== Data shown ==

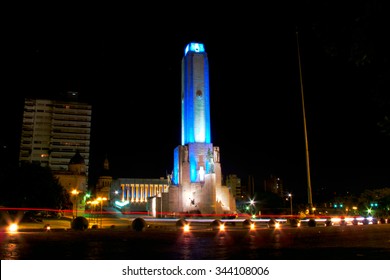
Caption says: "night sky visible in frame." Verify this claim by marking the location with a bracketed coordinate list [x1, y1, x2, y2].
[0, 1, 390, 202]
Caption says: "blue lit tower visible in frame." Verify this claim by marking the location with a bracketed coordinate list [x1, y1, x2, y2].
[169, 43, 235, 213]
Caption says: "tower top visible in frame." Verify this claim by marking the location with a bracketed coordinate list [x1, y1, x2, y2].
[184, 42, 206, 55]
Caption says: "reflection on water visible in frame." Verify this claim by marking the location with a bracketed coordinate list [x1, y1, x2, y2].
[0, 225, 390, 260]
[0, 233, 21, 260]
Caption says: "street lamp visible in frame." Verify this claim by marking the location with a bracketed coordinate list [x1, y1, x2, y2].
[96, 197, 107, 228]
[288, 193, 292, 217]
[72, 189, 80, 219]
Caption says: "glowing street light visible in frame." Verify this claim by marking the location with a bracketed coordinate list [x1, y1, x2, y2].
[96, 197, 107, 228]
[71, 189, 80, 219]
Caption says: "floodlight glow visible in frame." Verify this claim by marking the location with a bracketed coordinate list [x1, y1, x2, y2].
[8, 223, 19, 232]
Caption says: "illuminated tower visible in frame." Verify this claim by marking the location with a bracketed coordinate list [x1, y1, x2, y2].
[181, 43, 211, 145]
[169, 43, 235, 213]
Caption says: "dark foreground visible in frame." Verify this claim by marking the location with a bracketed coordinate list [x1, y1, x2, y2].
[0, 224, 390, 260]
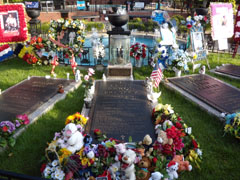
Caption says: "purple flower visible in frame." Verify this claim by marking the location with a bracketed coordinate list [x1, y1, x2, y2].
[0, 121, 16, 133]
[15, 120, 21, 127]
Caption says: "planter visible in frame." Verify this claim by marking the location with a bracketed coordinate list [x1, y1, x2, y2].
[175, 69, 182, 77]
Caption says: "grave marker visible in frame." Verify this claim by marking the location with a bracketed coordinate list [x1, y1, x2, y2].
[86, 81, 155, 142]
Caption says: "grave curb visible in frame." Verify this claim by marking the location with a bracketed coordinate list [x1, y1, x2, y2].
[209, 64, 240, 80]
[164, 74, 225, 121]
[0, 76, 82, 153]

===
== Data shown ==

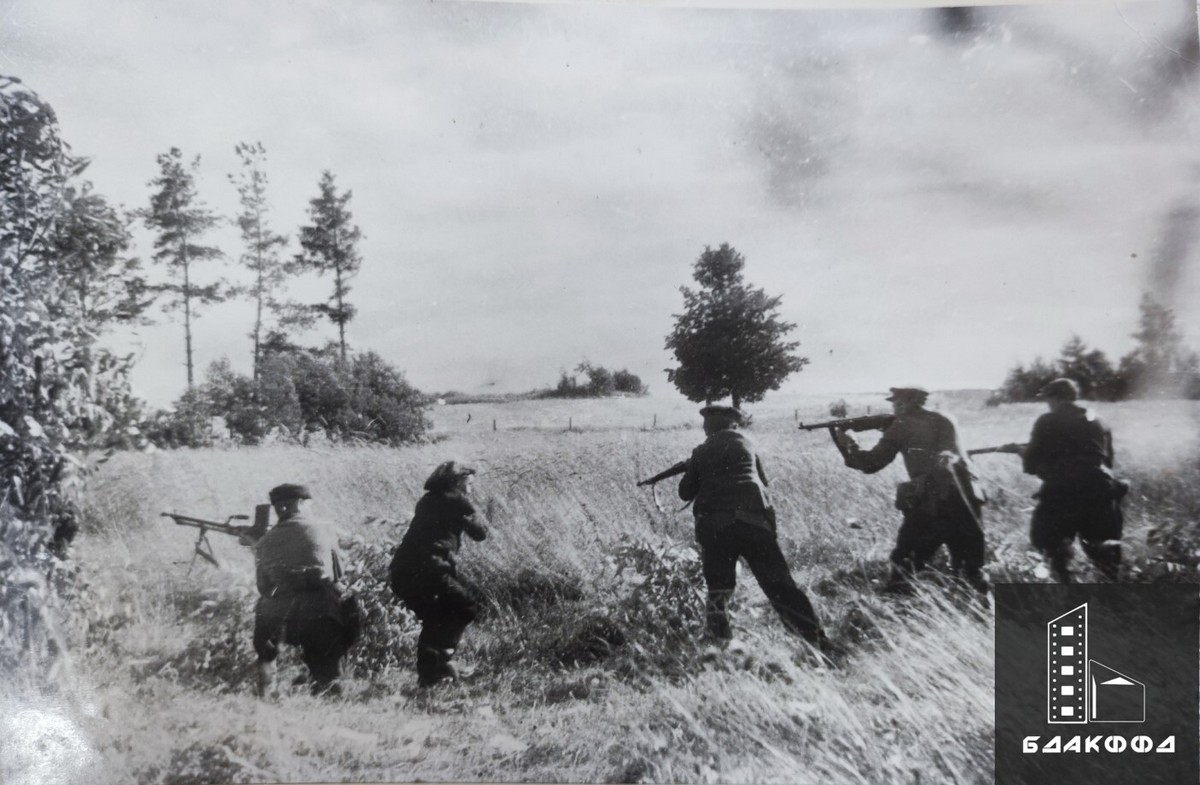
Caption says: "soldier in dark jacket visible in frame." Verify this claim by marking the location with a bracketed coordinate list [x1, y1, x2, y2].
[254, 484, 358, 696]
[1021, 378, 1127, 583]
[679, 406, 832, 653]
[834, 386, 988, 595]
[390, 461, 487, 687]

===

Convert the rows from the line with "sky visible in" to the line with "[0, 1, 390, 202]" into a two-column CSV with the headers claim and box, one line per claim and its answer. Put each value in its own quoted field, with any line breaks replaced by spaces.

• [Solution]
claim,box
"Caption says: ""night sky visible in frame."" Verify this claim by marking the location with a bracketed coordinate list [x1, y1, x2, y2].","[0, 1, 390, 202]"